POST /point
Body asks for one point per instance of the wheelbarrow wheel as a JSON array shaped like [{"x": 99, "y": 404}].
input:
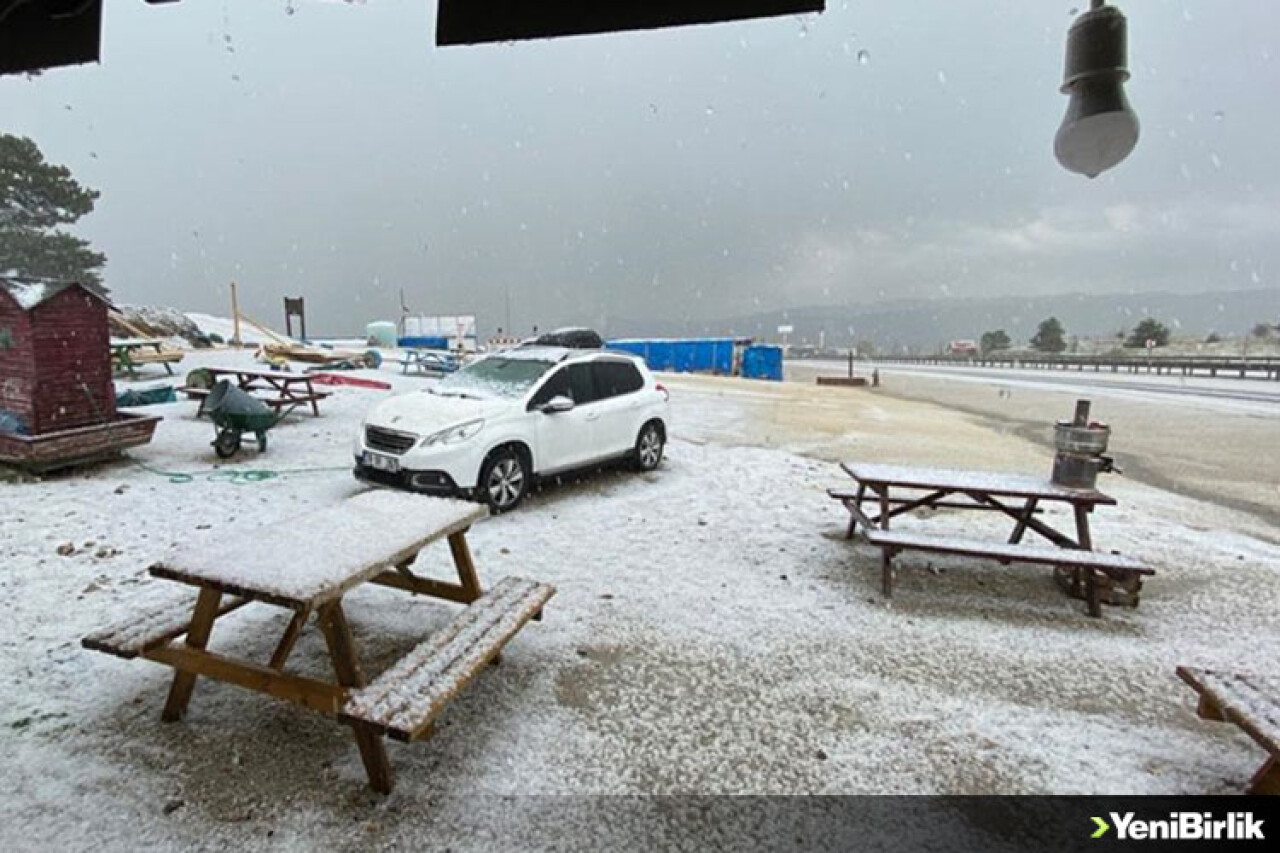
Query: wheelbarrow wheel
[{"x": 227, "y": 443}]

________________

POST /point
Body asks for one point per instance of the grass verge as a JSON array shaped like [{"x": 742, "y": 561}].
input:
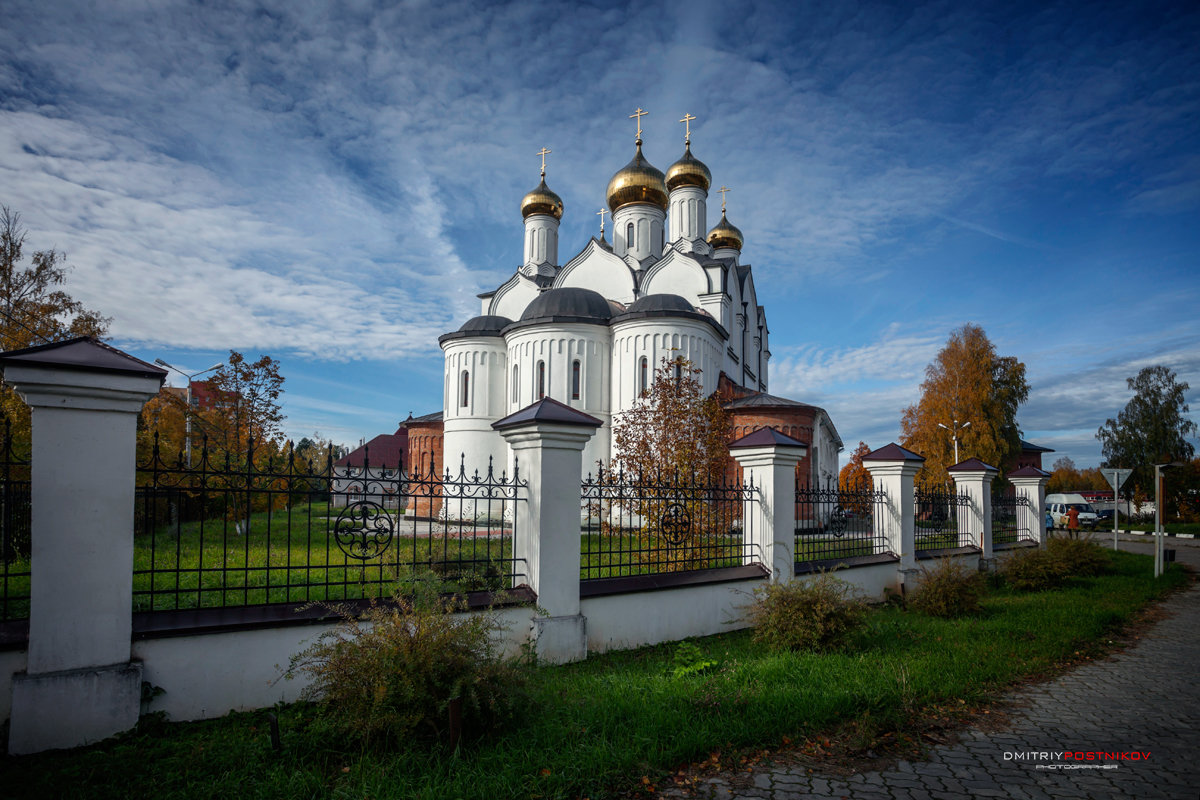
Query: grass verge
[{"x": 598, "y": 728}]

________________

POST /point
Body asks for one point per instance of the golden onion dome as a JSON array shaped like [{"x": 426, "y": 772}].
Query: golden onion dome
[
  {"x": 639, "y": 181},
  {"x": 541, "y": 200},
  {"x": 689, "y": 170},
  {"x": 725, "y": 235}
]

________________

**YOUR OBJECTIVE**:
Where does the string "JSON" appear in the records? Copy every line that holds it.

**FINISHED TASK**:
Body asks for one point per instance of the wheelbarrow wheel as a JSON array shaped like [{"x": 99, "y": 404}].
Body asks for one point per instance of the grass verge as a JSON array shaped like [{"x": 742, "y": 561}].
Body asks for one point per instance of the golden onion dome as a JSON array shaped like [{"x": 426, "y": 772}].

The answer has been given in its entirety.